** BEGIN **
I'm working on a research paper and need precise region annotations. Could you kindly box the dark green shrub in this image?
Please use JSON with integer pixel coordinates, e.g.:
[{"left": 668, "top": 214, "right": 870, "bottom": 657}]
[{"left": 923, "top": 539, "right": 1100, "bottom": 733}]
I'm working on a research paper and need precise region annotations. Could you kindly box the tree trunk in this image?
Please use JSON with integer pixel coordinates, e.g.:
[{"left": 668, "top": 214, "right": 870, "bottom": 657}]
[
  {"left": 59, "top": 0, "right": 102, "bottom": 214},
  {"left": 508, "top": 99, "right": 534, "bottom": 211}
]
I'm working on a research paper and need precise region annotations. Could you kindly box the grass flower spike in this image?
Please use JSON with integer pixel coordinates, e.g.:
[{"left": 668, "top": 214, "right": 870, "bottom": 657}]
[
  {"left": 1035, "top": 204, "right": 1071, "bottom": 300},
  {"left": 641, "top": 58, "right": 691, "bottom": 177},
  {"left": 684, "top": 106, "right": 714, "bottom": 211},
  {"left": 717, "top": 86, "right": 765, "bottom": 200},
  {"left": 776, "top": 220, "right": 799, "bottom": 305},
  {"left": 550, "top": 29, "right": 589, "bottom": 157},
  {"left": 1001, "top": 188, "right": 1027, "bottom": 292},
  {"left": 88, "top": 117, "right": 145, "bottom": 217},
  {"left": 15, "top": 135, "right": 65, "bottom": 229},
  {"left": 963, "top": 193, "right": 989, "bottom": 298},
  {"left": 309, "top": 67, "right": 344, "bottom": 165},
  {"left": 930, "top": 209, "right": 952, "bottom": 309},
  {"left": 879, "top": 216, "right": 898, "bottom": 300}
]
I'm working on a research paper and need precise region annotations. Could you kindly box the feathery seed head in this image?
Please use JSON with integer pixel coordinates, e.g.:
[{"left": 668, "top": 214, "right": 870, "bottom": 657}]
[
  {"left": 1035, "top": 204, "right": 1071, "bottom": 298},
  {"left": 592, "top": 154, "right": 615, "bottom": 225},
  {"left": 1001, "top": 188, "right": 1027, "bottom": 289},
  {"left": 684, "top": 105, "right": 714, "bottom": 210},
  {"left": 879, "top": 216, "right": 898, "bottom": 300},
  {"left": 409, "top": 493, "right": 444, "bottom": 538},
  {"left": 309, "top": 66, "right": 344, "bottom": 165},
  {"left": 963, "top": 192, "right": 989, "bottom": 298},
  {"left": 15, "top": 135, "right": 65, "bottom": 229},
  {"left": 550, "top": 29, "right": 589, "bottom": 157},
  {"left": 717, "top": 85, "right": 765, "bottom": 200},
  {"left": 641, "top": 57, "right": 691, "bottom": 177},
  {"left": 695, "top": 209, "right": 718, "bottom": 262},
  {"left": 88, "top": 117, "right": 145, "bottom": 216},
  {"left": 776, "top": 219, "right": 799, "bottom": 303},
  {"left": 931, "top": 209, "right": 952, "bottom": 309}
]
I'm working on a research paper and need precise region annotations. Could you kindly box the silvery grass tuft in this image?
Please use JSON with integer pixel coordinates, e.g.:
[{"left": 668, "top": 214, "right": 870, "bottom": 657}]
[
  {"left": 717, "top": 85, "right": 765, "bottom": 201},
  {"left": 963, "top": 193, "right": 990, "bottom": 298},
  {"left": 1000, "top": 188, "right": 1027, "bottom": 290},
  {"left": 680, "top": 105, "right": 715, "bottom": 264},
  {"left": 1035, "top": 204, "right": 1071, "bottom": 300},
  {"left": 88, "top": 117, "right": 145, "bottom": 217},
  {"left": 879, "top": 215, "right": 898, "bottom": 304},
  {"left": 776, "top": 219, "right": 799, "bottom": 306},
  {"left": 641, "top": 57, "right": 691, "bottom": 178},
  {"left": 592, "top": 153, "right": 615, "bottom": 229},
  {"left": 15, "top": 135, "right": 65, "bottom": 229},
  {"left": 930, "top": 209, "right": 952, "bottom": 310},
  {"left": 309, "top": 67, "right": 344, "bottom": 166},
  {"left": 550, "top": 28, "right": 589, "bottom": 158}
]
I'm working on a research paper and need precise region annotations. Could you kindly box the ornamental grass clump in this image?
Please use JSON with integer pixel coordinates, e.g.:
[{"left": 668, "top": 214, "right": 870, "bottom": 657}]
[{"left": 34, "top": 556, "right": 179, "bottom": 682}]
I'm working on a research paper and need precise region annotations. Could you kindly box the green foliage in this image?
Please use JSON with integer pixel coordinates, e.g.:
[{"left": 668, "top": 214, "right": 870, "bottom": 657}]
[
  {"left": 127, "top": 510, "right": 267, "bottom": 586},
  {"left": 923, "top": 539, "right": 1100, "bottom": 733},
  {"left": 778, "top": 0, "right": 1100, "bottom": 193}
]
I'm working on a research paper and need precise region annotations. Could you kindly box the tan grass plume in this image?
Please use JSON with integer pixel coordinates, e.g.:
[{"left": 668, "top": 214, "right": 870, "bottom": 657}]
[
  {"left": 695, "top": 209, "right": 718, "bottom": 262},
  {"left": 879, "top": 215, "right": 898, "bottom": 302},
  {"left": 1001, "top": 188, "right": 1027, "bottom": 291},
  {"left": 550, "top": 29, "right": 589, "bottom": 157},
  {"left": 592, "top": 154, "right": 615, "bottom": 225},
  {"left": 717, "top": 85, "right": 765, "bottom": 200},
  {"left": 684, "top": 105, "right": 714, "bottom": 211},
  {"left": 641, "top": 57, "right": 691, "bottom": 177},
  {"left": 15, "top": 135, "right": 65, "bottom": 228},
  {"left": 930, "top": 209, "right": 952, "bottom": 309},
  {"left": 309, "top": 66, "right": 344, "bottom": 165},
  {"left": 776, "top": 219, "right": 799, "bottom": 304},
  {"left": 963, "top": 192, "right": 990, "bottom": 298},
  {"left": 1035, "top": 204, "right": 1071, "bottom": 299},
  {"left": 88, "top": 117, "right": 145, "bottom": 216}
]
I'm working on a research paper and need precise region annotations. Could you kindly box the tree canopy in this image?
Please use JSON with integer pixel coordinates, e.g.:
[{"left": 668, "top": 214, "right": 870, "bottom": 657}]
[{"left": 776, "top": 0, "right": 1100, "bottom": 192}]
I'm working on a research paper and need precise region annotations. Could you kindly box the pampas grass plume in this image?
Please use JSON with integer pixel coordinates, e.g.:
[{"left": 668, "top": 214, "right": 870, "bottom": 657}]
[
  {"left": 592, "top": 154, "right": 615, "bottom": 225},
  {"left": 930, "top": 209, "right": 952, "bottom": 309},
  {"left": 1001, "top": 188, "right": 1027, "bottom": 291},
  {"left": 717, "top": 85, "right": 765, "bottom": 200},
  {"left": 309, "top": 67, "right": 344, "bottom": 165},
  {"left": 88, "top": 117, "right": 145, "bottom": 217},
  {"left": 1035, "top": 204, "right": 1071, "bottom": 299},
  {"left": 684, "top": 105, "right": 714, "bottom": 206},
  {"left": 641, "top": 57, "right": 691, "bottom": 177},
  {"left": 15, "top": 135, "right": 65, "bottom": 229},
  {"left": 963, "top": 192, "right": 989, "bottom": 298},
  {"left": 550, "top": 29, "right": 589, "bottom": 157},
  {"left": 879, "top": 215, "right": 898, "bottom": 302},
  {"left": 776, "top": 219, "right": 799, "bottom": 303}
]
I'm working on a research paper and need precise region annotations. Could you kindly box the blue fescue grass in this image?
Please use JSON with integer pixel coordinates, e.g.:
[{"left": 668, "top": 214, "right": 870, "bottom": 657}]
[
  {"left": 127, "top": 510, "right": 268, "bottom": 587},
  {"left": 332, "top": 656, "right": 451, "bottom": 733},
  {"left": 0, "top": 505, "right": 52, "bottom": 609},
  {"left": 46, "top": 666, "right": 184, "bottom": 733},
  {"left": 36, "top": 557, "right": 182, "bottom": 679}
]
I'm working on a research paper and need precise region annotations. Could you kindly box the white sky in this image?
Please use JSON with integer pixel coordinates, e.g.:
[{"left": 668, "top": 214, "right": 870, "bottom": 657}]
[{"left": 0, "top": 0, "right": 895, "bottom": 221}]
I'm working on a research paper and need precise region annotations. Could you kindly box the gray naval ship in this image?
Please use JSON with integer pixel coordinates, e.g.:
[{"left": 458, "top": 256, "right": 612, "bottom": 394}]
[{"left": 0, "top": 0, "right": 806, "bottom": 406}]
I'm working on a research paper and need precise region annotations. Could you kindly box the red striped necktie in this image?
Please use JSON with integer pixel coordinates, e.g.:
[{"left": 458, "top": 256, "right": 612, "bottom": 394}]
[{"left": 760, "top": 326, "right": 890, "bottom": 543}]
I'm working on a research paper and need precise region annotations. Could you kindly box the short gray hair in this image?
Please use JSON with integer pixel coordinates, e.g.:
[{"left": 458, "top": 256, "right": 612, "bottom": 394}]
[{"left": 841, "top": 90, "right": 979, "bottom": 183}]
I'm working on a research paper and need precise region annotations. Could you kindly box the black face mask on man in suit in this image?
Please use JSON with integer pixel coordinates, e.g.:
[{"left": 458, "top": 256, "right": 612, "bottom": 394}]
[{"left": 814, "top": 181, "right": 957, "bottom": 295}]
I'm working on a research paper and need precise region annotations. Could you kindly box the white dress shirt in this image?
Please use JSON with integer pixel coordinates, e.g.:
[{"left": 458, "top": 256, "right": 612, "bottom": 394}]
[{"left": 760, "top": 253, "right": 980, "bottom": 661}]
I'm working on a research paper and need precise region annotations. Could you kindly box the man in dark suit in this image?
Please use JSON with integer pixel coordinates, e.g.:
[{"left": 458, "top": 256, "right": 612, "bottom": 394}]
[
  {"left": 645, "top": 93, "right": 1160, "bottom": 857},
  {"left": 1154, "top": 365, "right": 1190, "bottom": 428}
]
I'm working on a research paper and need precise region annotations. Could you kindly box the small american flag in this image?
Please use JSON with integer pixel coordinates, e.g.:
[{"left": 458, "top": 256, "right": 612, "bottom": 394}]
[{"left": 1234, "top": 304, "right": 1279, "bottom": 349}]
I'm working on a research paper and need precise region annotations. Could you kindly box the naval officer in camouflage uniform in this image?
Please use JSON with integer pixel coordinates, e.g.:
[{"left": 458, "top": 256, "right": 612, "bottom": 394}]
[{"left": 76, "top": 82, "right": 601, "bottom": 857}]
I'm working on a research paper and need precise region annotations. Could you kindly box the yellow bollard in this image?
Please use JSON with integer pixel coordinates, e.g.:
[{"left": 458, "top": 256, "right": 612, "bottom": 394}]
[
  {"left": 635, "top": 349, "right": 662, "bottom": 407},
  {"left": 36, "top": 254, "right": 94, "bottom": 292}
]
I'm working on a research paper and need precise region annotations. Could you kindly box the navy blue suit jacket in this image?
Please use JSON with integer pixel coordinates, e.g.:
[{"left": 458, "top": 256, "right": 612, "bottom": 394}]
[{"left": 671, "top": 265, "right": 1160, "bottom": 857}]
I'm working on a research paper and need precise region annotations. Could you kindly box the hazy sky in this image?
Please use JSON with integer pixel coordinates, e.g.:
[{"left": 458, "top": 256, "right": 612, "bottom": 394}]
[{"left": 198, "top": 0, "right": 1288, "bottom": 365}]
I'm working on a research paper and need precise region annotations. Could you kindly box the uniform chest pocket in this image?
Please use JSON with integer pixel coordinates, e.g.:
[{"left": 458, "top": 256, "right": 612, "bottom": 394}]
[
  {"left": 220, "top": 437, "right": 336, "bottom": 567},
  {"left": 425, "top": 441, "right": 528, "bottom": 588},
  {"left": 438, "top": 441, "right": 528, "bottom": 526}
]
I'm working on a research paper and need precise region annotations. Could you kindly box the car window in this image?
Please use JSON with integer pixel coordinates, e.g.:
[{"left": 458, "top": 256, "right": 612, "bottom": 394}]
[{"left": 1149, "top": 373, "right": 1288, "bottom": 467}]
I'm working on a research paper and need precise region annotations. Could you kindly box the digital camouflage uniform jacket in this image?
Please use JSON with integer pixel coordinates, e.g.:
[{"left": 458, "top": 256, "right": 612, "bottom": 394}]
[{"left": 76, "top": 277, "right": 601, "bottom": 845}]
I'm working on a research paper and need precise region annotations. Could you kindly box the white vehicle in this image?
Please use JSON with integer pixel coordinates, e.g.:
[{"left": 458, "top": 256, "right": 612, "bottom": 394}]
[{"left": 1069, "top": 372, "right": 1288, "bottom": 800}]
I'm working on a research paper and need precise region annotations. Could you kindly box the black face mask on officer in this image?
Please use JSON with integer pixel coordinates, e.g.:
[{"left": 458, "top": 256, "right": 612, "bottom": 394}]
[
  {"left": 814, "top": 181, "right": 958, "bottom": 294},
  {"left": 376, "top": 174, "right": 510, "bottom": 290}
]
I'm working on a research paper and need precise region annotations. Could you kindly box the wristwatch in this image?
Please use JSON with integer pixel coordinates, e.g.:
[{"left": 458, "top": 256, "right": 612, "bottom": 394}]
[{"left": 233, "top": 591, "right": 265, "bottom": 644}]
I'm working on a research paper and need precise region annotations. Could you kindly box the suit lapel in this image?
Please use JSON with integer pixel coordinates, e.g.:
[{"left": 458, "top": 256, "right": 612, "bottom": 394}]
** END **
Starting at the line that contains "vehicle in this image?" and ending at the final line of the entries above, render those lines as a JSON list of strings, one string per line, with any blank lines left out.

[
  "I'm working on a research paper and need precise region annotations. Could you kindly box the white vehicle in this image?",
  "Please use JSON with integer pixel coordinates, e.g.:",
  "[{\"left\": 458, \"top\": 256, \"right\": 612, \"bottom\": 394}]",
  "[{\"left\": 1069, \"top\": 372, \"right\": 1288, \"bottom\": 800}]",
  "I'm working on a research paper and need precise region annotations. Could you kindly box the black face mask on officer in this image?",
  "Please use JSON with integer pixel coordinates, e.g.:",
  "[{\"left\": 458, \"top\": 256, \"right\": 612, \"bottom\": 394}]",
  "[",
  "  {\"left\": 814, \"top\": 181, \"right\": 958, \"bottom\": 294},",
  "  {\"left\": 376, \"top\": 174, \"right\": 510, \"bottom\": 290}",
  "]",
  "I'm working on a research paper and need precise region annotations. Could you kindly box the wristwatch in this image?",
  "Please use JSON with integer pixel coordinates, e.g.:",
  "[{\"left\": 458, \"top\": 256, \"right\": 612, \"bottom\": 394}]",
  "[{\"left\": 233, \"top\": 591, \"right\": 265, \"bottom\": 644}]",
  "I'm working on a research paper and need precise region annotations. Could you kindly box the suit lapel in this image?",
  "Please use JSON with integer pixel coordinates, e.g.:",
  "[{\"left\": 458, \"top\": 256, \"right\": 612, \"bottom\": 394}]"
]